TEXTAUSZUG:
• • • • •

In einigen Umfragen lag die Partei von Premier Babiš gar nur auf Rang drei. Auf den zweiten Platz hatte sich das neue Bündnis Spolu (zu Deutsch: Gemeinsam) geschoben. Gemeinsame Sache machen dort drei konservative bis rechtsliberale Parteien, die eigentlich eine lange Trennungsgeschichte hinter sich haben: die konservativen Bürgerdemokraten (ODS), die 1991 vom späteren Präsidenten Václav Klaus gegründet wurden und unter seinem Einfluss immer EU-kritischere Züge annahmen; die Christdemokraten (KDU-ČSL), die vor allem in den ländlichen Gebieten Mährens punkten und bei den letzten Wahlen die Fünf-Prozent-Hürde nur knapp übersprangen; und die liberal-konservative Top 09, die 2009 mithilfe Karl Schwarzenbergs entstand – als Abspaltung von den Christdemokraten und in Abgrenzung zum Euroskeptizismus der von Korruptionsskandalen gebeutelten ODS.

• • • • •

SCHRIFTLICHE AUFGABE: Schreib den Text über das tschechische Parteienbündnis Spolu nach seinem letzten Satz weiter.

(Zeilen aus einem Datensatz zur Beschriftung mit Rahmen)
• • • • •

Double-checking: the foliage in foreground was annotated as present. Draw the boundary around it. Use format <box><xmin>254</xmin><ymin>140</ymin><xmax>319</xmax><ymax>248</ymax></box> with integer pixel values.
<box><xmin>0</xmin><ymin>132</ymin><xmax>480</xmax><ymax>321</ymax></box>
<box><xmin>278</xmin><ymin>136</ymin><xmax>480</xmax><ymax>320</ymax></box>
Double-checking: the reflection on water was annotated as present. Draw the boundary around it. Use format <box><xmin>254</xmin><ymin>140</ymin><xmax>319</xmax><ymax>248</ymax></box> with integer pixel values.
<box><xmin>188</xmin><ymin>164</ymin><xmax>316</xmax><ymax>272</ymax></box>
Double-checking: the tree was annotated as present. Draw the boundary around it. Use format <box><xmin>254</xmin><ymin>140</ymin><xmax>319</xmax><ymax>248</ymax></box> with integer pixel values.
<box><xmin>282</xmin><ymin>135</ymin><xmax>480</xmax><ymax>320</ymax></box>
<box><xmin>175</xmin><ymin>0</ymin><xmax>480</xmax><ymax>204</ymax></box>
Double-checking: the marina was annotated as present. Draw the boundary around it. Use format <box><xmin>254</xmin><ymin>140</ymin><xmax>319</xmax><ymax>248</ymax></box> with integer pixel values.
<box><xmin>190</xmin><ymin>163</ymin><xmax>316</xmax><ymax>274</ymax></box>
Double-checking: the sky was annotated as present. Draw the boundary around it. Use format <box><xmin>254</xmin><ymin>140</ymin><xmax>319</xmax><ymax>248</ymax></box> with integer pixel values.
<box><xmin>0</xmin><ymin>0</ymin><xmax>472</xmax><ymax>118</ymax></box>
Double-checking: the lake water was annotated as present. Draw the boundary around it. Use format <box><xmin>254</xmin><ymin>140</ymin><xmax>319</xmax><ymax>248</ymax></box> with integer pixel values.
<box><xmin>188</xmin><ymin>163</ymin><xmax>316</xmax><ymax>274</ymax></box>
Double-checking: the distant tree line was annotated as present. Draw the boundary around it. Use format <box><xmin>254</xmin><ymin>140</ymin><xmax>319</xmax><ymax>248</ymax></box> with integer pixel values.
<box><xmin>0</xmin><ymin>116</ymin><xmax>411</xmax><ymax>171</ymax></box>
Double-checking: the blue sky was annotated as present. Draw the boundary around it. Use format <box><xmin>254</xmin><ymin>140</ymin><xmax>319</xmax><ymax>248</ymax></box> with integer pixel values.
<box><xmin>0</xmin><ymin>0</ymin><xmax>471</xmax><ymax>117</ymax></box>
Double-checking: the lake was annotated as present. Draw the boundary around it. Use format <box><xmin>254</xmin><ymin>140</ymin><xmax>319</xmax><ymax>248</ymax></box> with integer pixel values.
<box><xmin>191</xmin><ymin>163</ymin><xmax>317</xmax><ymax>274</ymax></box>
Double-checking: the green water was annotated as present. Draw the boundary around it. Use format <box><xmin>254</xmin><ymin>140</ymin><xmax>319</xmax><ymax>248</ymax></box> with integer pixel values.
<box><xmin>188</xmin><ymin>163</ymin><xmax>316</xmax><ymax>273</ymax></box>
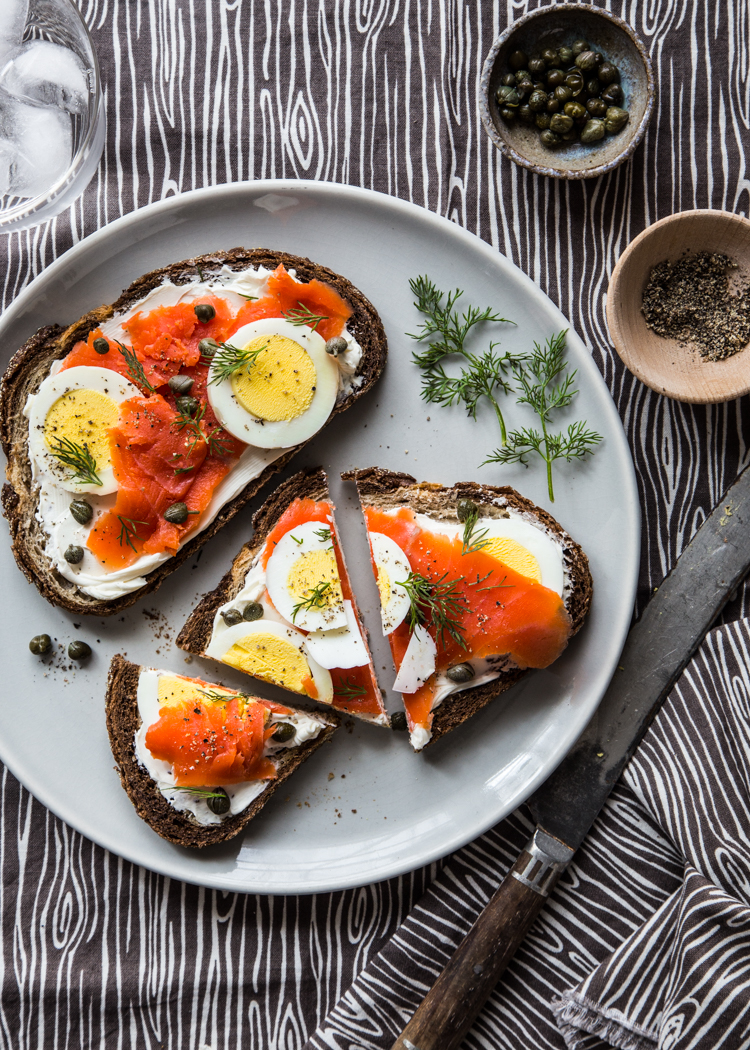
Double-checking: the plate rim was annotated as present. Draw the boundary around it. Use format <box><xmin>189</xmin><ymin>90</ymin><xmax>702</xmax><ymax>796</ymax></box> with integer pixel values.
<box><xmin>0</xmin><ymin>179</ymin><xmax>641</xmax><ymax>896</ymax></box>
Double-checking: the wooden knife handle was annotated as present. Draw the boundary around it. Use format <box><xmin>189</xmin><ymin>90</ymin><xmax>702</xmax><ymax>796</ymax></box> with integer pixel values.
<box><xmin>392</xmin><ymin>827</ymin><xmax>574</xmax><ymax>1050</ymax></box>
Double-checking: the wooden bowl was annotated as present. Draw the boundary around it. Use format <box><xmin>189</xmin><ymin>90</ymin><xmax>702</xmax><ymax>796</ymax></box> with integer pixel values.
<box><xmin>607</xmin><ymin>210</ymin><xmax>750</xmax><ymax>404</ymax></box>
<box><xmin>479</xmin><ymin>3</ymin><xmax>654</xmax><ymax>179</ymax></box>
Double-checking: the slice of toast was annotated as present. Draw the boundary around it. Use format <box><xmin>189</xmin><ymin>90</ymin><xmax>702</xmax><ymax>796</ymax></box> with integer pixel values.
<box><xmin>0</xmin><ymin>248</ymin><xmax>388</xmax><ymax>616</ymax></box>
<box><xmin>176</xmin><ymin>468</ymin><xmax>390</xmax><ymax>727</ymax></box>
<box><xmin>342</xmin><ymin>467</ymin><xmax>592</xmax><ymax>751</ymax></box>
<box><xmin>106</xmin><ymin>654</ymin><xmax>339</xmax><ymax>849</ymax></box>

• • • • •

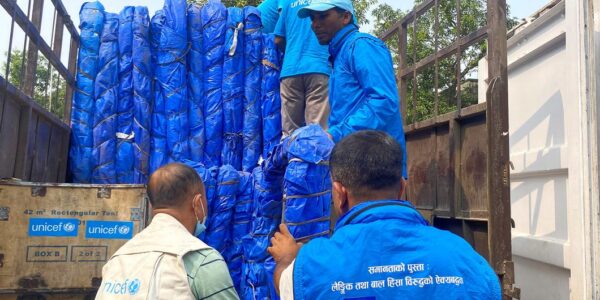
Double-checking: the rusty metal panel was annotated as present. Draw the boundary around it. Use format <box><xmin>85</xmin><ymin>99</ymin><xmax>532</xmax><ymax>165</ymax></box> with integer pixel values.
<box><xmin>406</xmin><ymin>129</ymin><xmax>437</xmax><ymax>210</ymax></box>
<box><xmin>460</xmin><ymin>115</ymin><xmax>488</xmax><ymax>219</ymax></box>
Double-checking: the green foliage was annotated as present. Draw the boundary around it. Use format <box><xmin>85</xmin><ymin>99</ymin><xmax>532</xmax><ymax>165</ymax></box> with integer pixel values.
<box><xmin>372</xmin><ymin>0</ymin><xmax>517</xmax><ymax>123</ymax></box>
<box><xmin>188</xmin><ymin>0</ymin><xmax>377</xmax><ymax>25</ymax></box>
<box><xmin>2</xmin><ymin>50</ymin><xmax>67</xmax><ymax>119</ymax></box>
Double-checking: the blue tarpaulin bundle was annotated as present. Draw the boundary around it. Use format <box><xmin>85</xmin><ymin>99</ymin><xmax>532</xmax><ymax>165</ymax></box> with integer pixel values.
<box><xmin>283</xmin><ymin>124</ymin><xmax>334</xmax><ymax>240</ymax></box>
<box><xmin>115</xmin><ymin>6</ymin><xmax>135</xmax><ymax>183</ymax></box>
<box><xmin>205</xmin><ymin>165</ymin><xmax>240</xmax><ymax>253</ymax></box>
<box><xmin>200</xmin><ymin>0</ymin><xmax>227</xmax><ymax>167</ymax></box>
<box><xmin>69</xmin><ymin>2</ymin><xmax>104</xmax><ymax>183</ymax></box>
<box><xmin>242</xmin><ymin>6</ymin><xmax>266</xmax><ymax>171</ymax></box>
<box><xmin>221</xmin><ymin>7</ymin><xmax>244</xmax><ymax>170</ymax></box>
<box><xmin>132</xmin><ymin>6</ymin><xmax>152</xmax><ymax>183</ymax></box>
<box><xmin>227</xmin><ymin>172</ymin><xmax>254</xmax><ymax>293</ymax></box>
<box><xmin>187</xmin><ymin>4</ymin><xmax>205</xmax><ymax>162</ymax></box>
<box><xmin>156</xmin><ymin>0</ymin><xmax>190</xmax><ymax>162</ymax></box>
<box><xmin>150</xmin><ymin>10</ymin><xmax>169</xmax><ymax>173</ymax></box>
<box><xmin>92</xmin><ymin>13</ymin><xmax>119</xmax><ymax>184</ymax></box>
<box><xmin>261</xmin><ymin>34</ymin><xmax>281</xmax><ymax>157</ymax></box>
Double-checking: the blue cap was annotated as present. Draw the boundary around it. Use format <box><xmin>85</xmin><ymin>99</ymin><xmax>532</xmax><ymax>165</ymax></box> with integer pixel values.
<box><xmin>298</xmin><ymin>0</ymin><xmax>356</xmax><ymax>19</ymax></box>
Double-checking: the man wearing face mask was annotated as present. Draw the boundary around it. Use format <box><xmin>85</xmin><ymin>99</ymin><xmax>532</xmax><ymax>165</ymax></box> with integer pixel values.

• • • • •

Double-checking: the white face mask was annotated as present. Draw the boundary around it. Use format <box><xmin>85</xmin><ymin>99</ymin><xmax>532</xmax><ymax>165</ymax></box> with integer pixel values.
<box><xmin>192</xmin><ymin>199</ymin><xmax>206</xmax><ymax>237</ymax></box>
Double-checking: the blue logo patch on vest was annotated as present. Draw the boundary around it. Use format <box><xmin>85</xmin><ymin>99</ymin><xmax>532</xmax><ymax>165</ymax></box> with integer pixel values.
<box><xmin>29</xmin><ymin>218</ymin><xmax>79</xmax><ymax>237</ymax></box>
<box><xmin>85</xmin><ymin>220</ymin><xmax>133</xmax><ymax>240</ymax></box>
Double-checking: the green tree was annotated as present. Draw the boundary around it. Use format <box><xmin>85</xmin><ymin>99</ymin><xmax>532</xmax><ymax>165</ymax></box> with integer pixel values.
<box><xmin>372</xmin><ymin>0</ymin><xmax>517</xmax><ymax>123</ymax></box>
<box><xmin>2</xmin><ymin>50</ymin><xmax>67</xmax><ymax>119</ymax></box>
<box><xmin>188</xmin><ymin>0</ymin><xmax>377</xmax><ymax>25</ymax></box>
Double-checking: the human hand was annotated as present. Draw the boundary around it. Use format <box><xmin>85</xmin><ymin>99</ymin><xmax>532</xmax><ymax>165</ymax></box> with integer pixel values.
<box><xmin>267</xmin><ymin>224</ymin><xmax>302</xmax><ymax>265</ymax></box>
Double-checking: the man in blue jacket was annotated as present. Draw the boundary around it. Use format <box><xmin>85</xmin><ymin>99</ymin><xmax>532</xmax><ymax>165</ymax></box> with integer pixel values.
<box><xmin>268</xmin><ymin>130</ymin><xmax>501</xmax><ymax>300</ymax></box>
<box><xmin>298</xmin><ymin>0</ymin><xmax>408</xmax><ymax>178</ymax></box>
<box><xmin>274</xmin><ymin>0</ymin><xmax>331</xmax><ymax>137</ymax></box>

• • • • •

ENDERGEBNIS:
Starker Mann Zeman

Viele Jahre später bündeln die drei nun ihre Kräfte gegen Babiš. Dasselbe gilt für das Tandem aus Piraten und Stan. Genau darin liegt aber ein Problem, das beide Gruppierungen auch in Zeiten besserer Umfragen nicht wegleugnen konnten: Bei der Regierungsbildung hat auch Präsident Miloš Zeman ein gewichtiges Wort mitzureden.

Der ehemalige Sozialdemokrat hat sich immer mehr in der Rolle des polternden und migrationsfeindlichen Populisten eingeigelt und pflegt ein Naheverhältnis zum amtierenden Premier. Bereits mehrfach hat er erklärt, dass er den Chef der stärksten Partei – notabene: nicht des stärksten Bündnisses – mit der Regierungsbildung beauftragen werde. Und das wäre so gut wie sicher Babiš, egal wie die Wahl ausgeht. Babiš müsste zwar immer noch eine Mehrheit im Parlament suchen, aber eine Regierung ohne ihn läge in weiter Ferne.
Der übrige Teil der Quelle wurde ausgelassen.